#### [Your assignment]
Copy every line of the listing exactly.

#### [Exercise material]
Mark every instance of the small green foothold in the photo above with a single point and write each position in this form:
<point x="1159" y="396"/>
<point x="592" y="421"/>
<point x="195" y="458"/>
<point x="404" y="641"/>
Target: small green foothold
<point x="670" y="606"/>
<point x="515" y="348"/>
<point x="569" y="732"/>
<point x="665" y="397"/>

#### [Result]
Mark every instance of the small green foothold in the photo above with a single point and write each position in this form:
<point x="1159" y="396"/>
<point x="592" y="421"/>
<point x="195" y="458"/>
<point x="404" y="641"/>
Target: small green foothold
<point x="670" y="606"/>
<point x="515" y="348"/>
<point x="569" y="732"/>
<point x="665" y="397"/>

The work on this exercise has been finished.